## Data provided
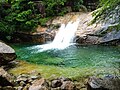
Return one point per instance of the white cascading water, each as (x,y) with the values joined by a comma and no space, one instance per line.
(63,38)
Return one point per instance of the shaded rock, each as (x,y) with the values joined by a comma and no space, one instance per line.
(106,83)
(7,54)
(68,85)
(40,84)
(111,36)
(8,88)
(56,83)
(5,78)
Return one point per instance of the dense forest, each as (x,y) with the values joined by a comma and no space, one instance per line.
(26,15)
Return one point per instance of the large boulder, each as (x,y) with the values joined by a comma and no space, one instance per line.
(106,83)
(5,78)
(7,54)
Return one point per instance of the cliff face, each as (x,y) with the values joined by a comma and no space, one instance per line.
(105,32)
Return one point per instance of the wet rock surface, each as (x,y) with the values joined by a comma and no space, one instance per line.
(105,83)
(7,54)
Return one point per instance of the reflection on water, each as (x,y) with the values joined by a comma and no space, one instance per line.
(74,61)
(73,56)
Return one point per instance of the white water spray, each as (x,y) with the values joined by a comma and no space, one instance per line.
(63,38)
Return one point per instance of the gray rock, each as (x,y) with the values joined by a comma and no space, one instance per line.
(7,54)
(106,83)
(39,85)
(56,83)
(5,78)
(113,35)
(68,85)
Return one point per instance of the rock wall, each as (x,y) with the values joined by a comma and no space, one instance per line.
(7,54)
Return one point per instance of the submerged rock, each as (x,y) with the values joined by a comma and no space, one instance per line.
(7,54)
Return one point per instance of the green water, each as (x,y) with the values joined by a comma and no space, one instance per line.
(101,58)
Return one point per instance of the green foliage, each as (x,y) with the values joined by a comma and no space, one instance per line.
(25,15)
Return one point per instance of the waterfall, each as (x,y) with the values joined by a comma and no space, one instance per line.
(63,38)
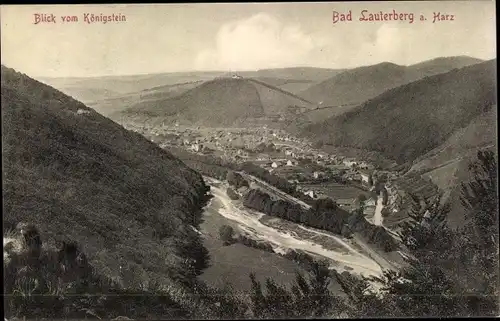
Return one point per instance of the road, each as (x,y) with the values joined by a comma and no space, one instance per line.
(273,190)
(377,217)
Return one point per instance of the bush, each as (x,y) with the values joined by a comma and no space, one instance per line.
(232,194)
(264,246)
(226,234)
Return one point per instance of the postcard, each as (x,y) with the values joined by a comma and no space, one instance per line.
(250,160)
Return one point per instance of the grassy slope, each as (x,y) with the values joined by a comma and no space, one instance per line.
(357,85)
(406,122)
(85,178)
(217,102)
(447,165)
(97,88)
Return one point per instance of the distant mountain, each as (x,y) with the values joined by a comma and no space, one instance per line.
(443,64)
(353,87)
(409,121)
(77,175)
(447,165)
(221,102)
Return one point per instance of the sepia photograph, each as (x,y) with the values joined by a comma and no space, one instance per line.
(317,160)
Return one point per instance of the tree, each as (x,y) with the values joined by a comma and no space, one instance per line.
(226,234)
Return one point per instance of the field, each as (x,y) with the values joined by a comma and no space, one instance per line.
(336,191)
(234,263)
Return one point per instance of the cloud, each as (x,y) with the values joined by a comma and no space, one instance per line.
(261,41)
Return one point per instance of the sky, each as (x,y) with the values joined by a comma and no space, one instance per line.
(229,37)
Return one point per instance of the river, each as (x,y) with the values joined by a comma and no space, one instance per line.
(348,259)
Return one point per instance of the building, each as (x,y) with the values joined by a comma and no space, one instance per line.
(317,174)
(197,147)
(365,176)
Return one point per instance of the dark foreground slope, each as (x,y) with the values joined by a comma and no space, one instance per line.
(406,122)
(79,176)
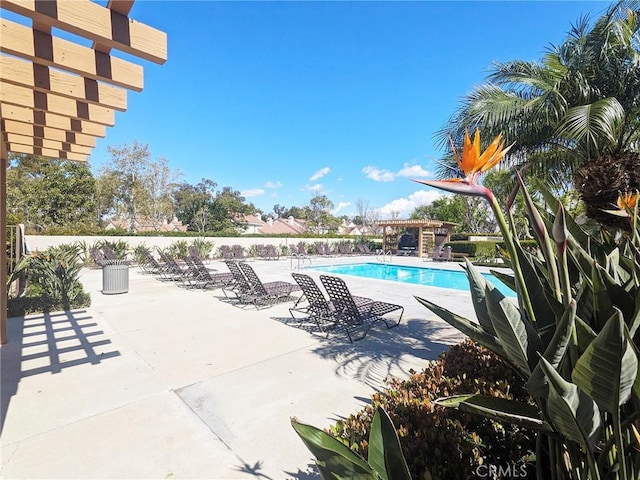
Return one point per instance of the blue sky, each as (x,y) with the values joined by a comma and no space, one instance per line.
(284,100)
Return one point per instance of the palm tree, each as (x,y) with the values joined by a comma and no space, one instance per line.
(574,115)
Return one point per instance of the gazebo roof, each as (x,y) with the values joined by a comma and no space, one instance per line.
(417,223)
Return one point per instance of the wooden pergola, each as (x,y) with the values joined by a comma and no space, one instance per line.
(430,233)
(56,95)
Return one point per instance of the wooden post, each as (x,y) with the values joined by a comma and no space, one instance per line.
(3,243)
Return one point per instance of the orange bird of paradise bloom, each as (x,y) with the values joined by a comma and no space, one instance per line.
(473,164)
(627,200)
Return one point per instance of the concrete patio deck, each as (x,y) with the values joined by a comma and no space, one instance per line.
(164,382)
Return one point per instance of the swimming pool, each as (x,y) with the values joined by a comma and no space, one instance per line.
(433,277)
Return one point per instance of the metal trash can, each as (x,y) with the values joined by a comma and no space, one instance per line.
(115,277)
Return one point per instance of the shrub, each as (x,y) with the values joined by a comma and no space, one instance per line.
(140,253)
(203,247)
(178,249)
(120,247)
(441,443)
(52,281)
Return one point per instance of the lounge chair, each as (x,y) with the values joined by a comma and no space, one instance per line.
(350,315)
(265,294)
(249,289)
(172,270)
(203,277)
(314,304)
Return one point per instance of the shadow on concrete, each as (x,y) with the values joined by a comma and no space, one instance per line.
(47,344)
(383,352)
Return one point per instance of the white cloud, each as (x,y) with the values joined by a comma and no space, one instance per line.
(374,173)
(404,206)
(319,174)
(252,192)
(407,170)
(339,207)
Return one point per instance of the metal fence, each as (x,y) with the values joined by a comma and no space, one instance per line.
(15,250)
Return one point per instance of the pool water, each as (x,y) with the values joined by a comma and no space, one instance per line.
(432,277)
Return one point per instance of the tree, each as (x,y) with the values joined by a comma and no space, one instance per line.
(204,209)
(158,183)
(142,185)
(45,192)
(362,218)
(575,114)
(319,217)
(279,210)
(228,210)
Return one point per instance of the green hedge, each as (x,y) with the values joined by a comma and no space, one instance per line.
(445,443)
(485,248)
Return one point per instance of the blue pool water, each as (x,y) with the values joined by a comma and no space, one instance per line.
(432,277)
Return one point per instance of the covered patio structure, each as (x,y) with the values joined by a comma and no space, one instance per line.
(57,96)
(429,233)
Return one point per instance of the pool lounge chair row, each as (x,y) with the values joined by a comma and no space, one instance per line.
(341,310)
(248,289)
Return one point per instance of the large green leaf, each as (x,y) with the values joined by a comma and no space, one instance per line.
(518,339)
(554,353)
(602,306)
(385,453)
(634,321)
(607,370)
(500,409)
(333,457)
(576,230)
(466,326)
(570,410)
(478,286)
(507,278)
(542,307)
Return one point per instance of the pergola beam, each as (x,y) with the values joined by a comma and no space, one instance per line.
(46,152)
(26,97)
(104,26)
(48,80)
(45,119)
(17,139)
(45,49)
(36,131)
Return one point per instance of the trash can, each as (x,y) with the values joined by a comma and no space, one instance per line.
(115,277)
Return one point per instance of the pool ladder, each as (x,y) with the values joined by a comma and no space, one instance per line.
(382,256)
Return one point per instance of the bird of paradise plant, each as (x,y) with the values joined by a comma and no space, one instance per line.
(573,336)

## Exercise requirements
Reproduce every line above as written, skipping pictures.

## Written response
Return one point per instance of the white cascading water, each as (x,y) with the values joined by a comma and no space, one instance per line.
(63,38)
Return one point per instance of the shaded rock, each as (x,y) with the values joined by a comma and no space, one instance per line.
(106,83)
(7,54)
(68,85)
(40,84)
(111,36)
(8,88)
(56,83)
(5,78)
Return one point per instance of the dense forest, each as (x,y) with the values joined by a comma and no space, one instance per line.
(26,15)
Return one point per instance of the large boulder, each as (x,y) with the values joined by a comma and no space, one instance per line.
(106,83)
(5,78)
(7,54)
Return one point per instance of the cliff face, each as (x,y) with the values joined by a comma and no space, one instance per line.
(105,32)
Return one point per instance of the wet rock surface, each as (x,y) with the values joined by a comma and no space, one instance per line.
(105,83)
(7,54)
Return one point per instance of the reflection on water, each as (x,y) with the values joined by a comma and no space, one instance per line.
(74,61)
(73,56)
Return one point per instance of the white water spray, each as (x,y) with the values joined by a comma and no space, one instance per line.
(63,38)
Return one point per instance of the gray rock, each as (x,y) with the values joined by a comma and no space, one instance per line.
(7,54)
(106,83)
(39,85)
(56,83)
(5,78)
(113,35)
(68,85)
Return one point per instance of the rock wall, each as (x,y) with the values joined by a comma and no space, one instance per line.
(7,54)
Return one point per instance of the submerged rock, each as (x,y) with the values joined by a comma and no space, one instance per line.
(7,54)
Return one point per instance of the green water, each as (x,y) with the values joined by a comma and no space, one instance per line.
(101,58)
Return one point per instance of the green foliage, each as (x,y) with the values joined by a comma and no space, one instance per line.
(25,15)
Return one point per instance of the waterfall, each as (x,y) with the values joined by a comma and no space, one instance per line.
(63,38)
Return one point per instance of the road, each as (x,y) with the values joined by a comma and no space, one instance per line.
(273,190)
(377,217)
Return one point per instance of the bush, each as (x,y) with the values joined by a comma and no space, one instance per line.
(232,194)
(264,246)
(226,234)
Return one point per instance of the postcard, each as (x,y) with the values joined by a comma and no space, one instance per line.
(250,160)
Return one point per instance of the grassy slope, each as (x,y) with the values joined by a comma and no space, one instance per line.
(357,85)
(406,122)
(85,178)
(217,102)
(447,165)
(97,88)
Return one point per instance of the distant mountain, each as (x,y) with the values joined by a comma and no space, one instance per line.
(443,64)
(353,87)
(409,121)
(77,175)
(447,165)
(221,102)
Return one point per instance of the sepia photograph, each as (x,y) with the values joined by a comma and no space, one instance per line.
(317,160)
Return one point per instance of the tree, each as (x,y) with the values joined by a comma and no space, one instance per line.
(226,234)
Return one point per instance of the field, each as (x,y) with the values joined by a comma and no space, one instance per line.
(336,191)
(234,263)
Return one point per instance of the cloud, each as (x,y) with the values joined by a comma and no space, one instance per line.
(261,41)
Return one point per instance of the sky, each as (x,y) with the values joined by a comma and no space, one instance per line.
(229,37)
Return one point per instance of the river, each as (x,y) with the values joined by a comma and no space, one instance per line.
(348,259)
Return one point per instance of the building, each as (x,y) with the values joined by a comma and no space, one instance per line.
(317,174)
(197,147)
(365,176)
Return one point per instance of the dark foreground slope, each as (x,y) with the values joined by a comma and no space, one instance per line.
(406,122)
(79,176)
Return one point per instance of the blue sky, each as (x,y) with the values joined by a comma and no space, one instance per line.
(284,100)
Return one point per instance of the palm tree, each as (x,y) with the values joined by a comma and no space, one instance per line.
(574,115)
Return one point per instance of the gazebo roof, each as (x,y) with the values joined by a comma and no space, one instance per line.
(417,223)
Return one point per instance of the wooden pergola, each as (x,y) with the values joined by a comma and no space, one instance per line.
(430,233)
(56,95)
Return one point per instance of the wooden post, each as (x,y) with the values joined by a comma and no space, one instance per line.
(3,243)
Return one point per instance of the orange bird of paradise bloom, each as (x,y) with the values joined by a comma and no space, one instance per line.
(473,164)
(627,200)
Return one point per instance of the concrete patio deck, each as (x,y) with the values joined by a comma and no space, one instance per line.
(164,382)
Return one point per instance of the swimming pool, each as (x,y) with the values joined by a comma and no space, one instance per line.
(433,277)
Return one point per instance of the metal trash can, each as (x,y) with the values joined by a comma and no space, one instance per line.
(115,277)
Return one point per instance of the shrub, each as (x,y) with the values joined by a comma and no space, one instance per line.
(140,253)
(203,247)
(178,249)
(120,247)
(441,443)
(52,281)
Return one point per instance of the lounge chair, each as (x,y) with the values joined by a comma and no space, one instance per line.
(350,315)
(265,294)
(249,289)
(172,270)
(203,277)
(314,304)
Return one point per instance of the shadow on concrete, each as (x,y) with the values joined by a comma and no space, one instance per line.
(47,344)
(383,352)
Return one point per instance of the white cloud, each as (x,y) with the values joined by a comma and no space, one instance per line.
(374,173)
(404,206)
(319,174)
(252,192)
(407,170)
(339,207)
Return one point per instance of the metal fence, each as (x,y) with the values joined by a comma and no space, one instance per line.
(15,250)
Return one point per instance of the pool water, each as (x,y) with the values joined by a comma and no space, one instance per line.
(432,277)
Return one point per instance of the tree, each as (x,y) with the values joined by a comma and no space, one instance per line.
(204,209)
(158,183)
(142,185)
(45,192)
(362,218)
(575,114)
(319,217)
(279,210)
(228,210)
Return one point per instance of the green hedge, each as (x,y) with the values joined by a comma and no space, one instance per line.
(445,443)
(485,248)
Return one point per instance of the blue pool water, each as (x,y) with the values joined by a comma and no space, one instance per line.
(432,277)
Return one point per instance of the covered patio structure, each as (x,y) with the values joined by a comma and no space, one instance per line.
(57,96)
(429,233)
Return one point per instance of the pool lounge chair row, each as (x,y) with the values joined by a comma and no space, one instance per line.
(341,310)
(248,289)
Return one point per instance of the large green leaf, each as (x,y) with the values joined by a comma and no space, one instance per line.
(518,339)
(554,353)
(602,306)
(385,453)
(634,321)
(607,370)
(500,409)
(333,457)
(576,230)
(466,326)
(570,410)
(478,286)
(507,278)
(542,307)
Return one point per instance of the pergola beam, each as (x,y) with the values joined by a comma and no space, one instance per line.
(46,152)
(26,97)
(104,26)
(48,80)
(45,119)
(17,139)
(45,49)
(36,131)
Return one point per instance of the trash can, each as (x,y) with the values joined by a comma and no space, one instance per line.
(115,277)
Return one point per instance of the pool ladder, each as (x,y) with the values joined by a comma and no space, one instance per line.
(382,256)
Return one point per instance of the bird of paradise plant, each as (x,y) with the values joined by a comma and no space, one instance per line.
(573,336)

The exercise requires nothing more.